EXERCISE GOAL
Copy everything from the start of the items down to and including the line that contains "<point>224,155</point>", changing "boarded window" to "covered window" and leaving all else as it is. Leave the pictures out.

DATA SHOWN
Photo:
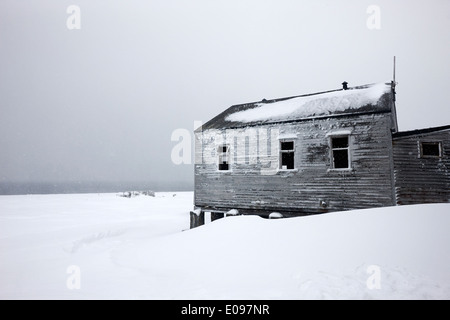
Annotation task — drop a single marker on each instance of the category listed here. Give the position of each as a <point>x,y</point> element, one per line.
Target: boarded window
<point>340,152</point>
<point>430,149</point>
<point>287,155</point>
<point>224,155</point>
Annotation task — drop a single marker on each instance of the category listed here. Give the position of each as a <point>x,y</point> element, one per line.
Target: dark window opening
<point>431,149</point>
<point>340,152</point>
<point>287,145</point>
<point>341,142</point>
<point>287,155</point>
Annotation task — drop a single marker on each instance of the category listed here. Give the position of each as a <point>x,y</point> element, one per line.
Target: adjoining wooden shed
<point>316,153</point>
<point>422,165</point>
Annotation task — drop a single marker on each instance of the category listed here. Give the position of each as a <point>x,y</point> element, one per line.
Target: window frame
<point>220,155</point>
<point>423,156</point>
<point>348,148</point>
<point>281,152</point>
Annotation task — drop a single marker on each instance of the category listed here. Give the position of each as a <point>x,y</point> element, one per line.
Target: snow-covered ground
<point>101,246</point>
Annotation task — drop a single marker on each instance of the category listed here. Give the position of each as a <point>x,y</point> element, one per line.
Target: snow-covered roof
<point>356,100</point>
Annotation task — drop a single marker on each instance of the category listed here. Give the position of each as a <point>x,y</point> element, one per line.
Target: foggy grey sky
<point>101,103</point>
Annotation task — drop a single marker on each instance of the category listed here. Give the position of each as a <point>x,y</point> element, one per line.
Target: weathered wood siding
<point>255,182</point>
<point>421,180</point>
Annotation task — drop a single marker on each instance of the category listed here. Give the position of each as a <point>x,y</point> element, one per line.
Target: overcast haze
<point>99,104</point>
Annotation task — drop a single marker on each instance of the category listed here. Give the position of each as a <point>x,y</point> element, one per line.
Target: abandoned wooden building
<point>316,153</point>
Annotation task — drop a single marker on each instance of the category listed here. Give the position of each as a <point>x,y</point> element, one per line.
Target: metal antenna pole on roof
<point>394,72</point>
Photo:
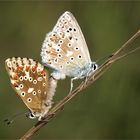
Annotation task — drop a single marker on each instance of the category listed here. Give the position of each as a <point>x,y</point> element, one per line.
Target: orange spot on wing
<point>27,68</point>
<point>15,85</point>
<point>19,68</point>
<point>43,73</point>
<point>34,68</point>
<point>15,77</point>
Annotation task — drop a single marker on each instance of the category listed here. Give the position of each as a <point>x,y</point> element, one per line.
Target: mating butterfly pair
<point>65,51</point>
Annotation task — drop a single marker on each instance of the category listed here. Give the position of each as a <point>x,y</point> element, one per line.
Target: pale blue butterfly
<point>65,50</point>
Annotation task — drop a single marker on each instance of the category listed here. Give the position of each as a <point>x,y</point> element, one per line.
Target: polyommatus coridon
<point>65,50</point>
<point>32,83</point>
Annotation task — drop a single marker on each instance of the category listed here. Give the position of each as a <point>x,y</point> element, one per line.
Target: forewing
<point>30,80</point>
<point>65,49</point>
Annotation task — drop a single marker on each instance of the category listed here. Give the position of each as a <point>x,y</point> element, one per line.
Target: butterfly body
<point>65,50</point>
<point>32,84</point>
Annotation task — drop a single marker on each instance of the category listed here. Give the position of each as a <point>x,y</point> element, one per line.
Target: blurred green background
<point>109,109</point>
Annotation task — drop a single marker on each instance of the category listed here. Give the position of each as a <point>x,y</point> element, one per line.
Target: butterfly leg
<point>71,85</point>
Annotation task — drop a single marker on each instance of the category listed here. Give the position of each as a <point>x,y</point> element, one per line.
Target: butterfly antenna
<point>103,58</point>
<point>10,120</point>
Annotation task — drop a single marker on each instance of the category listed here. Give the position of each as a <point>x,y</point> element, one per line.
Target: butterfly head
<point>32,84</point>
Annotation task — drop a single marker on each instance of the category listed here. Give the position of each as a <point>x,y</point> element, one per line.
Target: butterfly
<point>65,50</point>
<point>32,84</point>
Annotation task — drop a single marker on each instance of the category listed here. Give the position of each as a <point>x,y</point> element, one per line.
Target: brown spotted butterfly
<point>32,83</point>
<point>65,50</point>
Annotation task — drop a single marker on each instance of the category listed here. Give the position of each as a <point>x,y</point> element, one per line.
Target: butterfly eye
<point>21,86</point>
<point>39,91</point>
<point>61,41</point>
<point>34,92</point>
<point>61,67</point>
<point>22,94</point>
<point>9,64</point>
<point>58,50</point>
<point>70,29</point>
<point>21,78</point>
<point>69,45</point>
<point>25,78</point>
<point>59,55</point>
<point>70,38</point>
<point>34,81</point>
<point>29,99</point>
<point>68,63</point>
<point>14,61</point>
<point>95,66</point>
<point>74,30</point>
<point>30,79</point>
<point>76,48</point>
<point>39,79</point>
<point>44,84</point>
<point>71,58</point>
<point>79,56</point>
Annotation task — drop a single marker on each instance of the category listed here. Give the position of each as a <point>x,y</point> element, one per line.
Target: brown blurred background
<point>109,109</point>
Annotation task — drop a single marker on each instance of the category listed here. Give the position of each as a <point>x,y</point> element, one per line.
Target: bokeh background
<point>109,109</point>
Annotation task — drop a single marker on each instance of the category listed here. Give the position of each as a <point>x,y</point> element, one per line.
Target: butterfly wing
<point>65,49</point>
<point>30,81</point>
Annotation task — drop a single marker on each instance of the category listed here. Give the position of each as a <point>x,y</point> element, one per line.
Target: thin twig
<point>92,77</point>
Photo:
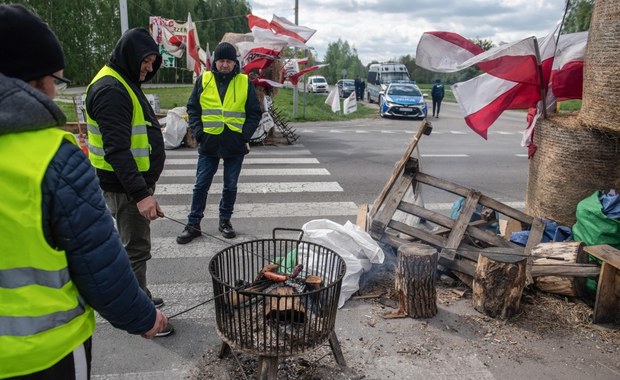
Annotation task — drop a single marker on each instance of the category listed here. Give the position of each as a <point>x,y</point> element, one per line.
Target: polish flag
<point>282,26</point>
<point>333,100</point>
<point>449,52</point>
<point>280,31</point>
<point>483,99</point>
<point>193,46</point>
<point>567,70</point>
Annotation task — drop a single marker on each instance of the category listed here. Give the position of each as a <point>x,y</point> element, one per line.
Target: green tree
<point>340,55</point>
<point>578,16</point>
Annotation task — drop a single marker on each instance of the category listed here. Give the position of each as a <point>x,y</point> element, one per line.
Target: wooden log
<point>415,280</point>
<point>560,254</point>
<point>498,283</point>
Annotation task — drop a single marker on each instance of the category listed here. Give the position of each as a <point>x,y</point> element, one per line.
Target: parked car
<point>402,99</point>
<point>317,83</point>
<point>345,87</point>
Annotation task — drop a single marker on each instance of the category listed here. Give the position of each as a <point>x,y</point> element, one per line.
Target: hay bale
<point>571,162</point>
<point>601,74</point>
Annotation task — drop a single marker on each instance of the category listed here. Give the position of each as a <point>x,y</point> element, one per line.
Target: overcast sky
<point>384,29</point>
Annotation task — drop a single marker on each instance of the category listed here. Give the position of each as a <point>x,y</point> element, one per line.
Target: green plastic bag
<point>593,227</point>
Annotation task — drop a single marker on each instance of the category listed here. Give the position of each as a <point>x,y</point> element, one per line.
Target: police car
<point>402,99</point>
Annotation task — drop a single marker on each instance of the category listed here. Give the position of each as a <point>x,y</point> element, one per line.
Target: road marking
<point>256,188</point>
<point>249,161</point>
<point>445,155</point>
<point>250,172</point>
<point>268,210</point>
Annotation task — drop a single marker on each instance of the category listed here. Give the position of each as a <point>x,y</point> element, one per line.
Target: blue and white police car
<point>402,99</point>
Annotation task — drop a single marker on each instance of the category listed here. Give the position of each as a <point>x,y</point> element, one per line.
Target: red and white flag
<point>193,47</point>
<point>567,70</point>
<point>449,52</point>
<point>282,26</point>
<point>279,31</point>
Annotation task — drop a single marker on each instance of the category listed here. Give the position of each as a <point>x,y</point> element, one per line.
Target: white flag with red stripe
<point>193,47</point>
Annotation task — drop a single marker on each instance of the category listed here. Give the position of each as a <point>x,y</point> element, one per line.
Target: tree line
<point>88,31</point>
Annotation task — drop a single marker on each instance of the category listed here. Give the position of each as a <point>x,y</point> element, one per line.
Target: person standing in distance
<point>224,112</point>
<point>437,93</point>
<point>126,145</point>
<point>61,255</point>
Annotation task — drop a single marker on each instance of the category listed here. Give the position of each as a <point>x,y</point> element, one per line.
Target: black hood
<point>234,71</point>
<point>135,45</point>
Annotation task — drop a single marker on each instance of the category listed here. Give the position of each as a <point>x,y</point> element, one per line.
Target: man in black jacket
<point>126,145</point>
<point>223,112</point>
<point>61,256</point>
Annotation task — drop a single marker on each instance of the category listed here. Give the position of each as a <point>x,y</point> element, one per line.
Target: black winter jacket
<point>109,104</point>
<point>75,218</point>
<point>228,143</point>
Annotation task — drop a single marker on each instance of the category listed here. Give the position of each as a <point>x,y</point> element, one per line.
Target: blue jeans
<point>205,171</point>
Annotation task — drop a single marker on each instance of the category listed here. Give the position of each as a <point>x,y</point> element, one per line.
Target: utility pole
<point>124,23</point>
<point>295,92</point>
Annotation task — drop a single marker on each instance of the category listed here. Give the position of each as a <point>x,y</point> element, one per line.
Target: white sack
<point>356,247</point>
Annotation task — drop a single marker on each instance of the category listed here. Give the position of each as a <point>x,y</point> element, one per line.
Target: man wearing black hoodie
<point>223,112</point>
<point>126,145</point>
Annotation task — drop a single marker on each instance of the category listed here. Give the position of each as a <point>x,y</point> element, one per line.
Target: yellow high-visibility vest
<point>42,316</point>
<point>231,113</point>
<point>140,147</point>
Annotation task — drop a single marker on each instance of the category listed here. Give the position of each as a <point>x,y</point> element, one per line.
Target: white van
<point>382,74</point>
<point>317,83</point>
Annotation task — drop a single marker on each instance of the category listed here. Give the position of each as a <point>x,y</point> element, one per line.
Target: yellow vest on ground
<point>140,147</point>
<point>231,113</point>
<point>42,316</point>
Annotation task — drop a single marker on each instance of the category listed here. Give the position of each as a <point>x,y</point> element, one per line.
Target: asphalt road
<point>334,168</point>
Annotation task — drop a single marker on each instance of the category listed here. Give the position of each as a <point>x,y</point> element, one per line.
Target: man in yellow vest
<point>224,113</point>
<point>126,145</point>
<point>60,255</point>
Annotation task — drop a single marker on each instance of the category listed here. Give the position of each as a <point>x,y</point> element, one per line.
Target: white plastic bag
<point>358,250</point>
<point>175,127</point>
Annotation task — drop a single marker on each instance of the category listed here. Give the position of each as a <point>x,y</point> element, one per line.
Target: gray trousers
<point>135,233</point>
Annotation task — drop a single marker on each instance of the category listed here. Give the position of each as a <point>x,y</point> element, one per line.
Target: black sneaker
<point>226,229</point>
<point>190,232</point>
<point>158,302</point>
<point>168,330</point>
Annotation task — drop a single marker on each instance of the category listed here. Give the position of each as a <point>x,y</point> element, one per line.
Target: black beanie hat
<point>30,49</point>
<point>225,51</point>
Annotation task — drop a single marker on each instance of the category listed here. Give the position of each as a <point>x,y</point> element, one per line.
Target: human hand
<point>161,321</point>
<point>149,208</point>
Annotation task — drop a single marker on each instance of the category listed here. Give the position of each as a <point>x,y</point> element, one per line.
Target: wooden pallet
<point>450,238</point>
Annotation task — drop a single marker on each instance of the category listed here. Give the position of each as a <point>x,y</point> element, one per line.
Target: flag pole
<point>543,87</point>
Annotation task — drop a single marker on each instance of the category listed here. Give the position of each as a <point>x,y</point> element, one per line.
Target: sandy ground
<point>551,338</point>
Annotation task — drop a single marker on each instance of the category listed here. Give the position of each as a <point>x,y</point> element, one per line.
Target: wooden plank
<point>568,270</point>
<point>464,191</point>
<point>607,304</point>
<point>605,253</point>
<point>362,214</point>
<point>400,166</point>
<point>383,217</point>
<point>417,233</point>
<point>458,230</point>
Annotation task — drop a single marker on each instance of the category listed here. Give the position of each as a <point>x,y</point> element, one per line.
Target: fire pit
<point>276,298</point>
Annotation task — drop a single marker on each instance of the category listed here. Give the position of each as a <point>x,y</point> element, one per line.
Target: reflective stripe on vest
<point>140,148</point>
<point>42,316</point>
<point>231,113</point>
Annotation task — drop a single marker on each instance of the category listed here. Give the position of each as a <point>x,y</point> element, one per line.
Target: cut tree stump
<point>415,280</point>
<point>566,253</point>
<point>498,283</point>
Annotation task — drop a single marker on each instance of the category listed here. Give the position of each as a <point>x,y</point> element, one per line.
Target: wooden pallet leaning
<point>454,253</point>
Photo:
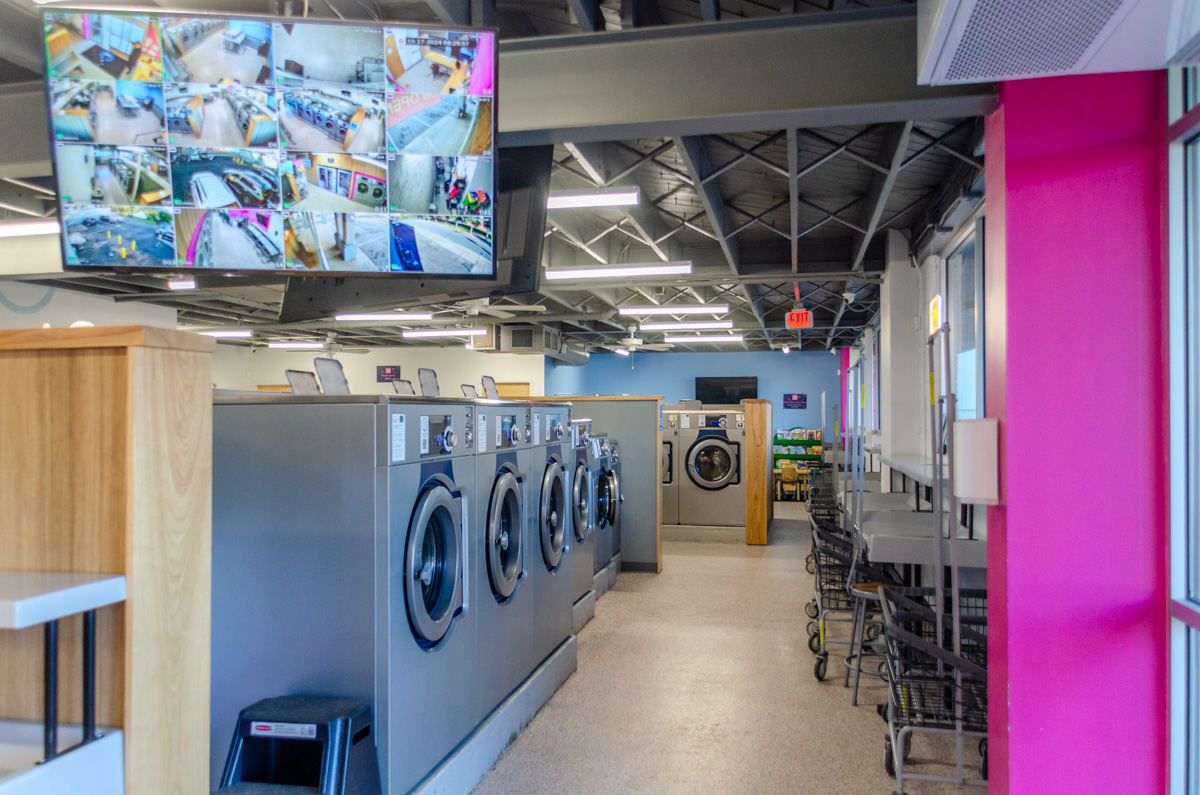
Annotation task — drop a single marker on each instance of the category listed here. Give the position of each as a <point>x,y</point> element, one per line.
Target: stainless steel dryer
<point>712,491</point>
<point>340,567</point>
<point>507,496</point>
<point>670,466</point>
<point>550,563</point>
<point>582,548</point>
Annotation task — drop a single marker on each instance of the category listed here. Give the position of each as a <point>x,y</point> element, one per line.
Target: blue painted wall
<point>673,376</point>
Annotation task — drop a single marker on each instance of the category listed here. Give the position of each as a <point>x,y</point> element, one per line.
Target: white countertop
<point>29,598</point>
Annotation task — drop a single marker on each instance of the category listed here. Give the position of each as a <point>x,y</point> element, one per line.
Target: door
<point>552,514</point>
<point>433,566</point>
<point>503,537</point>
<point>713,464</point>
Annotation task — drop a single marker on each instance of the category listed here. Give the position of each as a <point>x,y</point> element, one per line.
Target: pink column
<point>1077,374</point>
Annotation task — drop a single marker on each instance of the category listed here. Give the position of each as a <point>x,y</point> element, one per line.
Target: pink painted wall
<point>1079,550</point>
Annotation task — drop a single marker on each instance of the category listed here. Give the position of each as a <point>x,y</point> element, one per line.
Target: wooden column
<point>760,477</point>
<point>106,466</point>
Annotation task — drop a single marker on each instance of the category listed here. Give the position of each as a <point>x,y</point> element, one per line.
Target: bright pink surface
<point>995,356</point>
<point>1085,382</point>
<point>481,73</point>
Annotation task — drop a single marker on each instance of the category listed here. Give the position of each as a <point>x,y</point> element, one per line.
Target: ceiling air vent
<point>978,41</point>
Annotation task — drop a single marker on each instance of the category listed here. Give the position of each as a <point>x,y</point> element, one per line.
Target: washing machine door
<point>552,514</point>
<point>581,503</point>
<point>433,566</point>
<point>712,464</point>
<point>503,536</point>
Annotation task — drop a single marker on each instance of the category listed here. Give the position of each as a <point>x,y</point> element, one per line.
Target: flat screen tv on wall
<point>244,144</point>
<point>726,390</point>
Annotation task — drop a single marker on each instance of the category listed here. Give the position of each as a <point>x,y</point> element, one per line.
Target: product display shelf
<point>46,758</point>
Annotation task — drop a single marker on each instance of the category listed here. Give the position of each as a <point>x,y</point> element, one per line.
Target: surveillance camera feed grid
<point>201,142</point>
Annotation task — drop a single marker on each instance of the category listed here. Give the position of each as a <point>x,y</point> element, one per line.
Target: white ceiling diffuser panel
<point>978,41</point>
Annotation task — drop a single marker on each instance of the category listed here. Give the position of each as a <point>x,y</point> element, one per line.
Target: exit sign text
<point>799,320</point>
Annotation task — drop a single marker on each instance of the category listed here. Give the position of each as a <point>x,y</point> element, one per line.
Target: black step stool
<point>300,743</point>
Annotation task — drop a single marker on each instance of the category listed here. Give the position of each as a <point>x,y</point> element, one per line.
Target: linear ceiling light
<point>229,333</point>
<point>619,272</point>
<point>685,326</point>
<point>445,332</point>
<point>694,309</point>
<point>385,317</point>
<point>705,338</point>
<point>603,197</point>
<point>27,228</point>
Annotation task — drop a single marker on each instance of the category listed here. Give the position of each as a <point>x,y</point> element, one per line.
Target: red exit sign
<point>799,320</point>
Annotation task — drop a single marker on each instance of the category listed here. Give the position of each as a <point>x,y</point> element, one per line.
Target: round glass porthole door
<point>580,503</point>
<point>552,515</point>
<point>433,566</point>
<point>604,500</point>
<point>503,536</point>
<point>712,464</point>
<point>613,479</point>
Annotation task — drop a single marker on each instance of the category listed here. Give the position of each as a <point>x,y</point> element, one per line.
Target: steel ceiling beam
<point>858,69</point>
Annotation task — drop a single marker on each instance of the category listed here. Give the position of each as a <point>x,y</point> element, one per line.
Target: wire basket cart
<point>931,689</point>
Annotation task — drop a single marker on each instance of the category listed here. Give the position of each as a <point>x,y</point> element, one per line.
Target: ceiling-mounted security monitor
<point>246,145</point>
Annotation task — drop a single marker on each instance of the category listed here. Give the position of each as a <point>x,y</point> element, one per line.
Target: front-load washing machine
<point>582,549</point>
<point>669,466</point>
<point>340,567</point>
<point>605,500</point>
<point>549,560</point>
<point>713,489</point>
<point>507,494</point>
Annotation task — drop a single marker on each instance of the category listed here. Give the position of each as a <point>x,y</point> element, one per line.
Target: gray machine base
<point>583,611</point>
<point>466,766</point>
<point>703,533</point>
<point>606,578</point>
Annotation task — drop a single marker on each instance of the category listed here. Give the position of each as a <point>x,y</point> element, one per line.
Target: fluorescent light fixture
<point>685,326</point>
<point>385,317</point>
<point>229,333</point>
<point>705,338</point>
<point>28,228</point>
<point>619,272</point>
<point>695,309</point>
<point>603,197</point>
<point>445,332</point>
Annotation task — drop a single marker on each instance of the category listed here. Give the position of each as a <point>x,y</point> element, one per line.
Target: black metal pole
<point>89,676</point>
<point>51,694</point>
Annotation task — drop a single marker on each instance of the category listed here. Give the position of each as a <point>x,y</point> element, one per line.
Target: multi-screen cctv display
<point>250,144</point>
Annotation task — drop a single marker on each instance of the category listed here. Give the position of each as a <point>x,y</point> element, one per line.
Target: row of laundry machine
<point>701,465</point>
<point>423,555</point>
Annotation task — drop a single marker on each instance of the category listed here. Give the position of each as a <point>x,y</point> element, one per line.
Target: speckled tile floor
<point>700,680</point>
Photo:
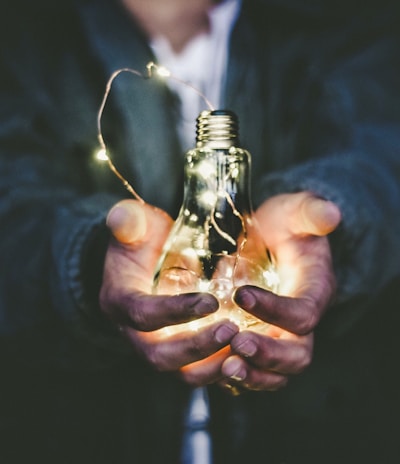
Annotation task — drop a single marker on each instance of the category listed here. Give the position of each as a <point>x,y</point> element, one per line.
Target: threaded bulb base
<point>217,129</point>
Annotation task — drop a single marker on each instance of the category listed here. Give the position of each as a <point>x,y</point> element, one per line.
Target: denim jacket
<point>318,99</point>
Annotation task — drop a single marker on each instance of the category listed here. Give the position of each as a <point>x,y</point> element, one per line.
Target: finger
<point>297,315</point>
<point>151,312</point>
<point>170,353</point>
<point>245,377</point>
<point>206,371</point>
<point>317,216</point>
<point>288,354</point>
<point>127,221</point>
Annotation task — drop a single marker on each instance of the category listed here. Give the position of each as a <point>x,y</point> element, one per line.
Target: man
<point>96,382</point>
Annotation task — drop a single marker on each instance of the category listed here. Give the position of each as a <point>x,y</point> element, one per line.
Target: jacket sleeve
<point>353,159</point>
<point>53,235</point>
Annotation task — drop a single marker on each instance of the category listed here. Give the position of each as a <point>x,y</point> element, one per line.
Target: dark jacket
<point>317,94</point>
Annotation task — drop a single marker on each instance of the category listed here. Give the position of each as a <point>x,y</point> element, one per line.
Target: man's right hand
<point>138,235</point>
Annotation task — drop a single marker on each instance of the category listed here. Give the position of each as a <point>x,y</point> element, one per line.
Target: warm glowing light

RESULT OF THIS TASK
Photo:
Annotation task — drop a single marker on each instance of the category listed here. Give the position of each as a <point>x,y</point> element, one per line.
Target: covered window
<point>340,152</point>
<point>430,149</point>
<point>287,155</point>
<point>224,155</point>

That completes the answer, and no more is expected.